══ INPUT DATA

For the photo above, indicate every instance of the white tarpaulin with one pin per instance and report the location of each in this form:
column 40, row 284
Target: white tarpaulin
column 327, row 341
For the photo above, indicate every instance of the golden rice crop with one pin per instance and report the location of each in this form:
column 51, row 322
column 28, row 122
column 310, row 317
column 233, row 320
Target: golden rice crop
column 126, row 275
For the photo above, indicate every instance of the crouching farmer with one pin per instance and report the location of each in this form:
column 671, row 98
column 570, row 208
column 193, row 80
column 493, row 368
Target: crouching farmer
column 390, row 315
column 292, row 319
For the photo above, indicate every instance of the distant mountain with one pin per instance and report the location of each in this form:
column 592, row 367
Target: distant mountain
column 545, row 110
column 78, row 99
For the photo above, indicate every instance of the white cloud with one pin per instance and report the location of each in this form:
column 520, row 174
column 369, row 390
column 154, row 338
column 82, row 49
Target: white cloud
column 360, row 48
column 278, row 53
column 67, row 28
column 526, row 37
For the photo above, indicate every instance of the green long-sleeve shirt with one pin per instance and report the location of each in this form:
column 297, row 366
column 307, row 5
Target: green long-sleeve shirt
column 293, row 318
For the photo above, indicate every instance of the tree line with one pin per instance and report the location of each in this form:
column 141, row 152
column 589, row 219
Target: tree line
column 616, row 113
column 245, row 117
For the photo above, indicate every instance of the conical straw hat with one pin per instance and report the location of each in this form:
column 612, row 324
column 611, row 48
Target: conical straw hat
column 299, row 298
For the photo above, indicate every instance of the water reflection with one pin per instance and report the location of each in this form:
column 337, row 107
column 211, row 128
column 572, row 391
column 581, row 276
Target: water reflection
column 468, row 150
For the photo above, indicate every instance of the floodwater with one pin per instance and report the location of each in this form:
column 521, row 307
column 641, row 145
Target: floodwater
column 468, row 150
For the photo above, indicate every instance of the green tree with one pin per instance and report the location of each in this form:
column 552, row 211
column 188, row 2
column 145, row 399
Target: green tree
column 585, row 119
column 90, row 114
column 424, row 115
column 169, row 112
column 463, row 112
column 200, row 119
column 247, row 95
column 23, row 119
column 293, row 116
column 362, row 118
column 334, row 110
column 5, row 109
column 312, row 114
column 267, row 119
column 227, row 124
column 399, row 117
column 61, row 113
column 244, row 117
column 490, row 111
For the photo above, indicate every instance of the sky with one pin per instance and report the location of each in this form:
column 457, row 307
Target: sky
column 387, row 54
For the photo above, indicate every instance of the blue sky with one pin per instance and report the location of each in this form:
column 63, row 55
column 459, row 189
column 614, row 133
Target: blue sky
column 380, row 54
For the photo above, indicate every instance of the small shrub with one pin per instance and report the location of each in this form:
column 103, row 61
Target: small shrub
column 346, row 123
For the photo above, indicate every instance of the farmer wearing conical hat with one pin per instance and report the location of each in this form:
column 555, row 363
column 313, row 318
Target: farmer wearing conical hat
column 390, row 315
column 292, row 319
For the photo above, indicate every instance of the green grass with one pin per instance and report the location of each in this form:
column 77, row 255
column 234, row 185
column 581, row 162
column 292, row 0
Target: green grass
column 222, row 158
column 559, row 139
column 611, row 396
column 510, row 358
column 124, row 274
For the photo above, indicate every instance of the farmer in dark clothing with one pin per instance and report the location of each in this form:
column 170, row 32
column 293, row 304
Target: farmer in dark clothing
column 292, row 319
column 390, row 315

════

» EXERCISE REQUIREMENTS
Please pull out the lines from the one containing "For the photo above, indicate every instance of the floodwater" through the one containing "column 124, row 274", both included, and reproduce them word for word.

» OUTPUT BELOW
For the photo above, indicate every instance of the floodwater with one pin per instance and report the location of each in this form:
column 521, row 307
column 641, row 145
Target: floodwater
column 468, row 150
For the photo above, indicate every instance of the green tree with one pin per instance and report the location of each in this form:
column 552, row 211
column 188, row 2
column 145, row 399
Target: green tree
column 585, row 119
column 90, row 114
column 424, row 115
column 169, row 112
column 463, row 112
column 200, row 119
column 247, row 95
column 23, row 119
column 293, row 116
column 362, row 118
column 334, row 110
column 5, row 109
column 312, row 114
column 267, row 119
column 227, row 124
column 399, row 117
column 61, row 113
column 244, row 117
column 490, row 111
For the photo above, indicate every instance of the sky with one pin per instance and report the location of each in this form:
column 457, row 307
Target: sky
column 387, row 54
For the photo above, indicate every instance of the blue sky with one pin per instance and report the location of each in this form:
column 63, row 55
column 459, row 189
column 614, row 133
Target: blue sky
column 380, row 54
For the photo above, indicate every instance of the small shrub with one pin per instance and report the location of each in this form:
column 103, row 61
Target: small shrub
column 346, row 123
For the photo above, indicate every instance of the farmer wearing conical hat with one pin per instance and report the location of each in this form:
column 555, row 363
column 313, row 318
Target: farmer wearing conical hat
column 390, row 315
column 292, row 319
For the photo above, indicate every instance of the green grass with one pin per instance and report the location of each in this form:
column 77, row 255
column 234, row 185
column 581, row 162
column 292, row 0
Target: green grass
column 222, row 158
column 559, row 139
column 611, row 396
column 510, row 358
column 124, row 274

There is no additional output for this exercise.